— Aufgabe —
Schreiben Sie aus dem Bericht über den Riedicher Mordprozess den Abschnitt wortgetreu ab, beginnend mit „Zell im Wiesental“ und fortlaufend bis einschließlich „Gemeindehauses in Waldshut.“.

— Text zur Durchsicht —
_ _ _ _ _ _ _

Zell im Wiesental Raubmord mit „besonderer Brutalität“

Markgräfler Tagblatt
Der Mordprozess vor dem Schwurgericht ist zu Ende: Lebenslängliche Haft und 13 Jahre Gefängnis lautet das Urteil für die beiden angeklagten Brüder. Foto: Archiv Foto: Markgräfler Tagblatt

Gericht: Urteil im Riedicher Mordfall für die beiden angeklagten Brüder: Lebenslängliche Haft und 13 Jahre Gefängnis

Lebenslängliche Haft und 13 Jahre Gefängnis – so lautet das Urteil für zwei Brüder, die Ende April im Zeller Ortsteil Riedichen zwei schlafende Männer überfallen, beraubt und ein Opfer dabei tödlich verletzt hatten. Der Prozess vor dem Schwurgericht lief Corona-bedingt seit 25. September im Saal des Katholischen Gemeindehauses in Waldshut.

Von Heinz Huber

Waldshut-Tiengen/Zell. Der Vorsitzende des Schwurgerichts geht davon aus, dass es den Verurteilten um das Geld der ihnen bekannten Opfer gegangen war, sie aber bei ihrem brutalen Vorgehen das tödliche Ende durchaus in Kauf genommen hatten.

_ _ _ _ _ _ _

— Datensatz —
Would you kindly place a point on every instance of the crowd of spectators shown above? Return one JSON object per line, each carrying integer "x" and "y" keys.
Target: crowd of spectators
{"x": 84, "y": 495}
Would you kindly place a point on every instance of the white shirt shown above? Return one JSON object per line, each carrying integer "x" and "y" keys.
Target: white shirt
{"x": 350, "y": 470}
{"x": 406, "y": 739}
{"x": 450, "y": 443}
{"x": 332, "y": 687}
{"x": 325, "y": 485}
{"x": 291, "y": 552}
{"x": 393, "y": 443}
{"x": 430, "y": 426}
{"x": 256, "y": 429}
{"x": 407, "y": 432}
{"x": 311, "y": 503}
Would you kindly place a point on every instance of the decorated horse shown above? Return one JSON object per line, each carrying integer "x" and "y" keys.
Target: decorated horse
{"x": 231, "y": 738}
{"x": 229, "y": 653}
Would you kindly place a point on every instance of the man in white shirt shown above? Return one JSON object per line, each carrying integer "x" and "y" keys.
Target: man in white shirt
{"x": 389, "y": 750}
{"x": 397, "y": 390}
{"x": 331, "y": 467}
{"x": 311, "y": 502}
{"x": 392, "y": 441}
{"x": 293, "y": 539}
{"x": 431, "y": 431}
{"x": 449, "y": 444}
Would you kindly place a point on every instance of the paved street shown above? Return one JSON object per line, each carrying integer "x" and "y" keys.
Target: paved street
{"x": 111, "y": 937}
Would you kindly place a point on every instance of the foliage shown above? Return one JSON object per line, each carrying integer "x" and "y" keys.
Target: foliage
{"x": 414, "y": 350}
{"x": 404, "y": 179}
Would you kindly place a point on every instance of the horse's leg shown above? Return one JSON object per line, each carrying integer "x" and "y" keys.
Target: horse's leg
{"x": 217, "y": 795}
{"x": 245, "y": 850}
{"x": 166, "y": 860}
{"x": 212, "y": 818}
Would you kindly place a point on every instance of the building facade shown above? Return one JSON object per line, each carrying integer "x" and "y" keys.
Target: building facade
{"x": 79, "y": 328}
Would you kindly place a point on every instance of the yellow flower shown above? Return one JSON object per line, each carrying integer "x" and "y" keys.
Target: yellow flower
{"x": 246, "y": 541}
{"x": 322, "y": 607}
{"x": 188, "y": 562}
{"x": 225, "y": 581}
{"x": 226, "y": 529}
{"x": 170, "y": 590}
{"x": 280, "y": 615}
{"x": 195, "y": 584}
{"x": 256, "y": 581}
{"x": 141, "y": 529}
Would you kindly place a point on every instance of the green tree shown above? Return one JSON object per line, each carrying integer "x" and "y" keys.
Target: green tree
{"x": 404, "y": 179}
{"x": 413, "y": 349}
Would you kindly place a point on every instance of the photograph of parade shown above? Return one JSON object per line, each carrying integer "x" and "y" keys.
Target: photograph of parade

_ _ _ _ _ _ _

— Musterlösung —
Zell im Wiesental Raubmord mit „besonderer Brutalität“

Markgräfler Tagblatt
Der Mordprozess vor dem Schwurgericht ist zu Ende: Lebenslängliche Haft und 13 Jahre Gefängnis lautet das Urteil für die beiden angeklagten Brüder. Foto: Archiv Foto: Markgräfler Tagblatt

Gericht: Urteil im Riedicher Mordfall für die beiden angeklagten Brüder: Lebenslängliche Haft und 13 Jahre Gefängnis

Lebenslängliche Haft und 13 Jahre Gefängnis – so lautet das Urteil für zwei Brüder, die Ende April im Zeller Ortsteil Riedichen zwei schlafende Männer überfallen, beraubt und ein Opfer dabei tödlich verletzt hatten. Der Prozess vor dem Schwurgericht lief Corona-bedingt seit 25. September im Saal des Katholischen Gemeindehauses in Waldshut.